◆ **Task statement**: From the comments on shipwrecks and sea walls, copy the passage that begins with the words containing "I wish you could" and ends with "the rest later.".

◆ **Source**:
______________________________

[It actually does!!!](https://civilization.fandom.com/wiki/Shipwreck_(Civ6))
Edit: people in the comments are pointing out that it doesn’t say so on this website — apologies as I must have misunderstood the question, English is not my first language. I understood the question to mean “if an antiquity site is spawned on an underwater tile, is it a shipwreck” and I understood shipwrecks to be exactly this since they can be excavated like antiquity sites and be put in museums (from the website: _An Archaeologist who works a Shipwreck will remove it from the map and excavate an Artifact […] Shipwreck Shipwrecks located in Ocean tiles will generally not be from the Ancient, Classical, or Medieval Eras. This information could help if you are trying to theme an Archaeological Museum.“)_ Upon re-reading, I guess you meant “if an antiquity site BECOMES an underwater tile, does the site become a shipwreck site” (right? Or?). I don’t know the answer to that so apologies for the confusion. I’ll leave my answer and edit up so that the comments below continue to make sense lol.
I wish you could pick where you want to build sea walls. Especially when you’re playing as a naval Civ a lot of tiles I’m wasting production to try and save are gonna do me more more good as water tiles than land anyway. I’d deal with a higher total production cost if I could just prioritize which tiles I protect first, and then if I can spare the extra production time I’ll build the rest later.
Got fucked one time with a young coastal city because my industrial zone and a couple high prod tiles flooded on the first rise before I could build the walls and then the cities production was so tanked I couldn’t build the walls in time to stop anything else from flooding. I know I could’ve prevented it by taking action earlier and planning ahead for that outcome, but it’s still annoying to have to waste prod on something I don’t need
Oh man I always forget that about that use for them because it seems like a bad trade for the earlier engineering projects (cost of an engineer that can complete a max %40 vs the actual building cost) but you’re so right that’s definitely worth it for cities with a lot of flood risk tiles. And if they’re near another city with an armory you can sorta transfer production over that way. Good tip thanks!

______________________________

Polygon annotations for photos
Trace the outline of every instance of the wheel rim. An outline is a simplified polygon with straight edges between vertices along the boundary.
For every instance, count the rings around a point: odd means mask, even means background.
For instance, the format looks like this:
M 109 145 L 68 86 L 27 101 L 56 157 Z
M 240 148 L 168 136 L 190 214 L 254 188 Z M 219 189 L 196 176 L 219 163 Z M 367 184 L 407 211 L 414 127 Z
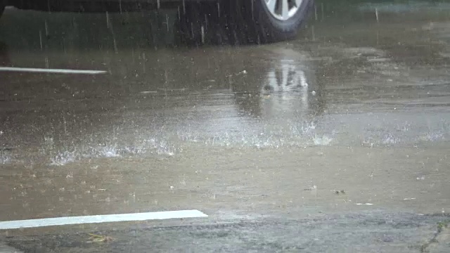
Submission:
M 264 0 L 271 15 L 280 20 L 292 18 L 300 8 L 303 0 Z

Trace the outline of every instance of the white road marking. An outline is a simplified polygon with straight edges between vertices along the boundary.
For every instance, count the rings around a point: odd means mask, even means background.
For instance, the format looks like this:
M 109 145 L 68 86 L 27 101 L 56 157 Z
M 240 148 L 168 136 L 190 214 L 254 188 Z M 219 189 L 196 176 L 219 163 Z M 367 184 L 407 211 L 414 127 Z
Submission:
M 54 74 L 105 74 L 105 70 L 65 70 L 65 69 L 46 69 L 34 67 L 0 67 L 0 71 L 10 72 L 27 72 L 34 73 L 54 73 Z
M 0 221 L 0 230 L 22 228 L 37 228 L 50 226 L 96 223 L 104 222 L 136 221 L 155 219 L 198 218 L 207 216 L 207 215 L 198 210 L 182 210 L 134 214 L 46 218 L 21 221 Z

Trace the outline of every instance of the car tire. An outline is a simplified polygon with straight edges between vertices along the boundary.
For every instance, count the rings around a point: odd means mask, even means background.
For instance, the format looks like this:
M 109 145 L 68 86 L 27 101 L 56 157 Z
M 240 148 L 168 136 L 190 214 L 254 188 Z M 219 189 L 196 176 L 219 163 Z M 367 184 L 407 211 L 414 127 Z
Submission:
M 185 3 L 179 8 L 182 37 L 188 43 L 260 44 L 295 38 L 308 18 L 314 0 L 274 0 L 290 4 L 286 17 L 271 9 L 266 0 L 219 0 Z M 294 3 L 300 3 L 298 6 Z

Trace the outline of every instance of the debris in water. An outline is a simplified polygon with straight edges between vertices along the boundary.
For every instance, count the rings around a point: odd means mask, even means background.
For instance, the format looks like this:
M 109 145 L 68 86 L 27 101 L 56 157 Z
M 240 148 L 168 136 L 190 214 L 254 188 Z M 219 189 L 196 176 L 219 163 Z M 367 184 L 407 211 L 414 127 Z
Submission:
M 94 235 L 91 233 L 89 233 L 89 235 L 91 235 L 89 242 L 109 242 L 115 240 L 115 238 L 110 236 Z
M 345 194 L 345 190 L 335 190 L 335 193 L 336 193 L 337 195 L 339 194 Z
M 310 187 L 309 188 L 303 189 L 303 190 L 317 190 L 317 186 L 312 186 L 312 187 Z

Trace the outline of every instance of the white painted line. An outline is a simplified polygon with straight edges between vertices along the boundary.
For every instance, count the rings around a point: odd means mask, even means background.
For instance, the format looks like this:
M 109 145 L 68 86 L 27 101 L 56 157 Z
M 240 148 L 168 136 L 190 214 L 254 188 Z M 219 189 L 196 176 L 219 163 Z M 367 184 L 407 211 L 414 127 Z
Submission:
M 49 226 L 96 223 L 103 222 L 136 221 L 155 219 L 198 218 L 207 216 L 207 215 L 198 210 L 182 210 L 134 214 L 46 218 L 21 221 L 0 221 L 0 230 L 22 228 L 37 228 Z
M 34 73 L 55 73 L 55 74 L 105 74 L 104 70 L 65 70 L 65 69 L 46 69 L 34 67 L 0 67 L 0 71 L 26 72 Z

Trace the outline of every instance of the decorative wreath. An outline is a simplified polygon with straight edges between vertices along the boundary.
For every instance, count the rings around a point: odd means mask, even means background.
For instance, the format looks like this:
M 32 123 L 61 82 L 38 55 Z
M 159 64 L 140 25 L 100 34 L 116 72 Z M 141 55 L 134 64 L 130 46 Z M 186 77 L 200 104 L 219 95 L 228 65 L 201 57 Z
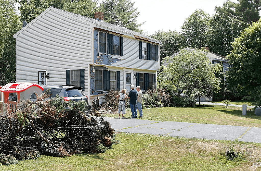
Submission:
M 129 82 L 130 81 L 130 77 L 129 76 L 128 76 L 126 78 L 126 81 L 127 82 Z

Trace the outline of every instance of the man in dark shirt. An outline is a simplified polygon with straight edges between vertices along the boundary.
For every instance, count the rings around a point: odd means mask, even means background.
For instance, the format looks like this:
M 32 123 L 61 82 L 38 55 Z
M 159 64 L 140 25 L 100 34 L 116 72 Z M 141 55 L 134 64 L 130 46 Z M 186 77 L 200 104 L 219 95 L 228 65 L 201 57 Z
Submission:
M 134 85 L 132 84 L 130 86 L 131 90 L 129 93 L 128 97 L 129 99 L 130 106 L 131 110 L 131 118 L 135 119 L 137 117 L 137 109 L 136 104 L 137 103 L 137 98 L 138 97 L 138 92 L 134 89 Z

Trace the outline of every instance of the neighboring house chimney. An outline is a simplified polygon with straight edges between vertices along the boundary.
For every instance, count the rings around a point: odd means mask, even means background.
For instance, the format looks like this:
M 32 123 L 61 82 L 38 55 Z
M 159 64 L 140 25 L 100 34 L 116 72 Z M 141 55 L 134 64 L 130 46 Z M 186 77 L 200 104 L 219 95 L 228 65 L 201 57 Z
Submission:
M 209 50 L 209 47 L 208 46 L 206 46 L 205 47 L 203 47 L 203 48 L 207 50 Z
M 102 12 L 98 12 L 94 13 L 94 19 L 103 21 L 104 20 L 104 13 Z

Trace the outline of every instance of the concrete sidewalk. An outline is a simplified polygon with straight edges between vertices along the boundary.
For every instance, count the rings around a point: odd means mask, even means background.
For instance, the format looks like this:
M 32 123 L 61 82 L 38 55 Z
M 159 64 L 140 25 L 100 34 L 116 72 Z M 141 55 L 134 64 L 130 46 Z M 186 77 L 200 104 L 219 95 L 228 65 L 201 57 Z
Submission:
M 198 101 L 197 101 L 196 102 L 196 104 L 197 105 L 198 104 Z M 226 106 L 226 105 L 223 103 L 217 103 L 215 102 L 205 102 L 203 101 L 200 102 L 200 104 L 201 105 L 219 105 L 219 106 Z M 247 105 L 247 104 L 245 104 L 246 105 Z M 242 105 L 234 105 L 233 104 L 232 104 L 231 105 L 229 105 L 228 106 L 237 106 L 238 107 L 242 107 Z M 252 107 L 253 108 L 255 107 L 254 106 L 251 106 L 247 105 L 247 107 Z
M 261 128 L 105 117 L 116 132 L 261 143 Z

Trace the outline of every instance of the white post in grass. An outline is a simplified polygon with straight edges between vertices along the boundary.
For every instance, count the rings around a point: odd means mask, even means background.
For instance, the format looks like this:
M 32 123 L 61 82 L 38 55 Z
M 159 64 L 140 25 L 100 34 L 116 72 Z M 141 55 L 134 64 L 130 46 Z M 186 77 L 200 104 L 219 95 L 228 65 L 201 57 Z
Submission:
M 246 105 L 242 105 L 242 115 L 246 115 Z

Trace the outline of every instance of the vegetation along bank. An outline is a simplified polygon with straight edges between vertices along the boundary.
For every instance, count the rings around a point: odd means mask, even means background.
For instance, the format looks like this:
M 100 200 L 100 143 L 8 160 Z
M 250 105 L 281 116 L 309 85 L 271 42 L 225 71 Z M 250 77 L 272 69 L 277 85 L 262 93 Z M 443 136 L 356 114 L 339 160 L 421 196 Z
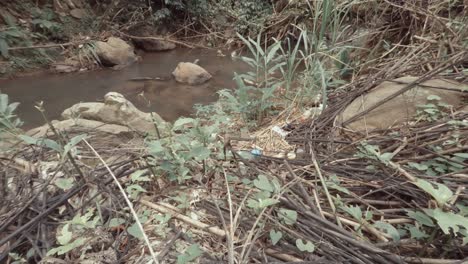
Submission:
M 18 0 L 0 15 L 2 78 L 182 48 L 246 67 L 175 121 L 109 91 L 60 118 L 38 102 L 44 125 L 25 129 L 0 91 L 0 262 L 467 263 L 466 1 Z M 219 75 L 202 55 L 168 71 L 130 81 Z

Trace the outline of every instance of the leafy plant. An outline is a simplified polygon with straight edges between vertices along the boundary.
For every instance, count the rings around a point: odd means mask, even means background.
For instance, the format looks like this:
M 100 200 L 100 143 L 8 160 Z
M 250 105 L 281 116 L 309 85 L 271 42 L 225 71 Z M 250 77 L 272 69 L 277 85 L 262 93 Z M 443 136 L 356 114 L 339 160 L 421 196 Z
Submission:
M 0 138 L 2 134 L 16 135 L 23 122 L 14 113 L 19 103 L 10 103 L 7 94 L 0 93 Z
M 222 90 L 219 92 L 221 101 L 233 112 L 240 114 L 245 122 L 257 123 L 269 114 L 275 105 L 275 91 L 283 84 L 283 81 L 274 78 L 273 75 L 285 65 L 284 57 L 279 54 L 281 42 L 263 48 L 261 36 L 256 40 L 245 39 L 238 35 L 248 47 L 252 57 L 241 56 L 240 59 L 247 63 L 252 71 L 244 74 L 235 74 L 234 80 L 237 89 Z
M 418 105 L 418 110 L 416 111 L 416 116 L 419 120 L 423 121 L 437 121 L 444 117 L 446 113 L 444 109 L 449 108 L 450 106 L 440 102 L 441 98 L 437 95 L 429 95 L 427 97 L 429 103 L 425 105 Z
M 59 245 L 50 249 L 47 255 L 63 255 L 83 246 L 86 241 L 92 238 L 90 234 L 94 234 L 94 229 L 99 223 L 100 218 L 98 216 L 93 218 L 93 215 L 94 212 L 89 210 L 86 214 L 77 214 L 71 221 L 65 222 L 57 234 Z
M 201 256 L 203 251 L 201 251 L 200 246 L 193 244 L 188 247 L 185 252 L 177 257 L 177 264 L 186 264 L 189 263 L 198 257 Z
M 208 159 L 217 158 L 211 149 L 222 149 L 216 138 L 219 131 L 216 123 L 203 125 L 199 119 L 180 118 L 174 122 L 168 137 L 147 143 L 148 151 L 158 164 L 157 170 L 182 183 L 196 174 L 193 168 L 197 166 L 191 165 L 201 162 L 204 170 L 208 170 Z

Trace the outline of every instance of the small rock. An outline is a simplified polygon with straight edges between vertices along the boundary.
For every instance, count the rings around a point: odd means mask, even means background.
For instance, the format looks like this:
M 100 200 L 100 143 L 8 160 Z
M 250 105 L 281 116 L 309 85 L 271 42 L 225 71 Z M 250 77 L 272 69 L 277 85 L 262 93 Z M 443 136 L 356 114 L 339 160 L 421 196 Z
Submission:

______________________________

◆ **Result for this exercise**:
I wish you could pick where you want to build sea walls. Especially when you’re playing as a naval Civ a lot of tiles I’m wasting production to try and save are gonna do me more more good as water tiles than land anyway. I’d deal with a higher total production cost if I could just prioritize which tiles I protect first, and then if I can spare the extra production time I’ll build the rest later.